» PROBLEM DETAILS
Reproduce the data exactly, leaving nothing out.

» DATA SUPPLIED
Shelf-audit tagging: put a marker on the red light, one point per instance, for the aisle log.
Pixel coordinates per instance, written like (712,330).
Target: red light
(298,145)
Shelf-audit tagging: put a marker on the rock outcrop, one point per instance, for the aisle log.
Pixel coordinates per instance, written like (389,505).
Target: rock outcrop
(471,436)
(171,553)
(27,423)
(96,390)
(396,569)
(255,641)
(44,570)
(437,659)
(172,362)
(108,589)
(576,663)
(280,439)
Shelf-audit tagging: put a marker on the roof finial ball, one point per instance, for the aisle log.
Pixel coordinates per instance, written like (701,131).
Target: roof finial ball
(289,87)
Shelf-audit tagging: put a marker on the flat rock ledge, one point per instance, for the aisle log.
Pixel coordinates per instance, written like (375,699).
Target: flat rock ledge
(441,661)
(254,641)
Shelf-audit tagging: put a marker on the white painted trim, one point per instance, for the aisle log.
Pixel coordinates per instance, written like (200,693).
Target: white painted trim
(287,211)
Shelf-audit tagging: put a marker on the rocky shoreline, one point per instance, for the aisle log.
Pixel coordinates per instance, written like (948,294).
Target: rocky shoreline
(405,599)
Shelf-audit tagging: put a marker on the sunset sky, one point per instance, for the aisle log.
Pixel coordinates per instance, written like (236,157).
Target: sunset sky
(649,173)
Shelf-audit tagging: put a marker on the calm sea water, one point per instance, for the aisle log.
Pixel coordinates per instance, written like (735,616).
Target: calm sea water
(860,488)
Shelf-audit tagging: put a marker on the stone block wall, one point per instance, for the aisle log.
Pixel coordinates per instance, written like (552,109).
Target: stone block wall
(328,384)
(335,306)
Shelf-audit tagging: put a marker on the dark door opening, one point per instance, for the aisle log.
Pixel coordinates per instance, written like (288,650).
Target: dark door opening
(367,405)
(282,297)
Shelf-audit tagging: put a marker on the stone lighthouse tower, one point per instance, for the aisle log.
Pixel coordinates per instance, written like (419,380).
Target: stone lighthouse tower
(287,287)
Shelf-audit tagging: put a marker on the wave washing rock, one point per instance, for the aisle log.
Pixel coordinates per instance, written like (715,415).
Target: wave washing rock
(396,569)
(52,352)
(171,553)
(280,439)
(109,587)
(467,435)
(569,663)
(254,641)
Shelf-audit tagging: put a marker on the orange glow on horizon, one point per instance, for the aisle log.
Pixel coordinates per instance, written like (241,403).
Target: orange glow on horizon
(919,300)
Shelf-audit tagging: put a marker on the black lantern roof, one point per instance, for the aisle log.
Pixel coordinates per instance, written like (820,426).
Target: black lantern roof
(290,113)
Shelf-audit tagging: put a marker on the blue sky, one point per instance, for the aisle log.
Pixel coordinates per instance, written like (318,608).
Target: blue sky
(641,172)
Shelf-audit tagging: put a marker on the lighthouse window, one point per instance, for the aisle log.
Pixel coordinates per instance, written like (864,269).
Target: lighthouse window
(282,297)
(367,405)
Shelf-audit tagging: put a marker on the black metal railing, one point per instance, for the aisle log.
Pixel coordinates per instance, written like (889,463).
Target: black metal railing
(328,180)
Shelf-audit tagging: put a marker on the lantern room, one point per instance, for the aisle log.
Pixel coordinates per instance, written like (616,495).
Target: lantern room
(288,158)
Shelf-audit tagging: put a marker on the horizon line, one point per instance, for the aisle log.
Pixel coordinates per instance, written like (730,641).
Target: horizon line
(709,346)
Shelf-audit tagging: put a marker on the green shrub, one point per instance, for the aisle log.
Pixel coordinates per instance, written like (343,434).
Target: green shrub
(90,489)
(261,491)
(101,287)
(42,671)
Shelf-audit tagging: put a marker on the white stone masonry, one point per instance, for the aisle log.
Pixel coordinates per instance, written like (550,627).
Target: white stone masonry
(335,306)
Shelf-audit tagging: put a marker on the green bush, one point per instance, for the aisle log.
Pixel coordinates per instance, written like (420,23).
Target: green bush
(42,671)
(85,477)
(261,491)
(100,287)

» RESPONSE
Shelf-audit tagging: put a marker on the red light, one point per instance, for the aisle log.
Pixel coordinates per instance, written like (712,330).
Target: red light
(298,145)
Shelf-audit tagging: put a marker on the rock outcrop, one point per instance, for the aisle log.
Pixel coordinates per instance, written like (389,505).
Target: rock outcrop
(471,436)
(171,553)
(27,423)
(96,390)
(396,569)
(255,641)
(44,570)
(437,659)
(172,362)
(108,589)
(576,663)
(280,439)
Shelf-audit tagging: put a marker on the roof finial ball, one point per instance, for the aisle log.
Pixel coordinates per instance, written like (701,131).
Target: roof finial ball
(289,87)
Shelf-audit tagging: put a marker on the flat rock ledge, one point per instance, for the aisle log.
Pixel coordinates per instance, written like (375,699).
Target: flat rock ledge
(441,661)
(254,641)
Shelf-audit tagging: put a marker on the white painted trim, one point per instance, for the aisle log.
Pixel coordinates per instance, written like (200,693).
Target: white painted trim
(287,211)
Shelf-audit tagging: put a marker on the rocky shoreline, one point per instance, for the aisle log.
Pixel coordinates per instance, written like (948,294).
Target: rocky shoreline
(405,599)
Shelf-audit tagging: put a marker on the sunset sky, one point per instance, for the aisle log.
Pixel coordinates per instance, written like (236,157).
Target: sunset sky
(649,173)
Shelf-audit tagging: put a marker on the calm sea water, one point per instance, for the aisle log.
Pixel coordinates per instance, written like (735,616).
Target: calm sea water
(860,488)
Shelf-audit tagging: put a marker on the stone block wall, one point per instance, for the aisle log.
Pixel coordinates per instance, written like (552,109).
Target: stone block wall
(328,384)
(335,306)
Shelf-audit tagging: put a marker on the dark door opening, one point per instance, for the aisle log.
Pixel coordinates per instance, written like (288,650).
Target: dark door opening
(367,405)
(282,297)
Shelf-audit tagging: put a marker on the stone lighthouse tower, one point per instance, for the aisle log.
Pixel coordinates per instance, written like (419,380).
Target: stone lighthouse tower
(287,287)
Shelf-audit tagging: put a marker on the wave washing rock, one point per instance, for the aisle log.
Pixel coordinates per instance, written like (715,415).
Target: wave washing rock
(396,569)
(52,352)
(171,553)
(280,439)
(109,587)
(467,435)
(569,663)
(254,641)
Shelf-audit tagging: put a marker on the orange glow on horizon, one point per instance, for the aisle log.
Pixel coordinates per instance, written like (241,403).
Target: orange glow on horizon
(919,300)
Shelf-audit tagging: put a marker on the black lantern roof, one point per instance, for the aisle log.
Pixel coordinates per instance, written like (820,426).
Target: black lantern roof
(290,113)
Shelf-audit tagging: put a marker on the blue sky, one point per instance, for the aisle log.
Pixel coordinates per instance, written like (318,608).
Target: blue sky
(641,172)
Shelf-audit tagging: put a marker on the lighthouse window, one point per instance, for the aisle log.
Pixel coordinates per instance, written like (864,269).
Target: lighthouse window
(282,297)
(367,405)
Shelf-audit tagging: put a marker on the black metal railing, one point per instance, for the aisle log.
Pixel coordinates per instance, written like (889,463).
Target: black metal railing
(328,180)
Shelf-audit tagging: put a marker on the lantern room, one point per instance, for the aisle log.
Pixel coordinates per instance, written like (616,495).
Target: lantern room
(288,158)
Shelf-audit tagging: put a marker on the horizon line, one point per instance, for the aisle log.
Pixel coordinates per instance, written like (730,641).
Target: horizon line
(709,346)
Shelf-audit tagging: put a marker on the green shrub, one point per instance, for the aisle log.
Pixel coordinates per instance, written like (343,434).
Target: green shrub
(90,489)
(261,491)
(101,287)
(42,671)
Shelf-audit tagging: put a marker on the white stone masonry, one point per instance, for the aisle log.
Pixel coordinates per instance, written like (550,627).
Target: white stone masonry
(335,306)
Shelf-audit tagging: put a marker on the green bush, one point per instance, for the aisle log.
Pixel coordinates per instance, written like (420,23).
Target: green bush
(42,671)
(85,477)
(261,491)
(100,287)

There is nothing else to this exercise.